▶ _AIM_: Can you reproduce each of the lines below word for word, with nothing left out or changed?

▶ _GIVEN RECORDS_:

_ _ _ _

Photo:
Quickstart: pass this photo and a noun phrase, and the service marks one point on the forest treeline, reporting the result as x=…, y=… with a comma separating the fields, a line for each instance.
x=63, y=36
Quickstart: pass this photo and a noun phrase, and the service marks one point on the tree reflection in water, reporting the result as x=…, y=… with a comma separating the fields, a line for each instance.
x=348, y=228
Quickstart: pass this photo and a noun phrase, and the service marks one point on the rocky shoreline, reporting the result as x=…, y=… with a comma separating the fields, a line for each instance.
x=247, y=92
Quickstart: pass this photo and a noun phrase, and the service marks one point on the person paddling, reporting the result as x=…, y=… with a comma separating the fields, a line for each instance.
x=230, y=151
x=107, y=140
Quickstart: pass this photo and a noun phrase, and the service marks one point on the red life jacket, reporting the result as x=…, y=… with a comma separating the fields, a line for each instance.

_ _ _ _

▶ _FINISHED EXERCISE_:
Photo:
Quickstart: pass this photo and a noun phrase, and the service marks one point on the forest treeline, reporting the result as x=…, y=… with a comma separating the fields, a line for each instance.
x=63, y=36
Quickstart: pass this photo and a noun phrase, and the service marks one point on the tree reflection in water, reporting the result as x=…, y=… with a comma separating the fields, a line for each instance.
x=348, y=228
Quickstart: pass this photo and a noun phrase, and the service marks one point on the rocky shoreline, reporting the result as x=…, y=… with a comma separating the fields, a line for each instance.
x=247, y=92
Quickstart: pass this photo and a noun phrase, and the service marks one point on the person paddling, reporting the result as x=…, y=… with a comma separating the fields, a line for each instance.
x=230, y=151
x=107, y=140
Quickstart: pass this photo and a noun phrase, and the service marks one point on the red life jacket, reporting the result as x=…, y=… with a comma separating the fields, a line for each instance.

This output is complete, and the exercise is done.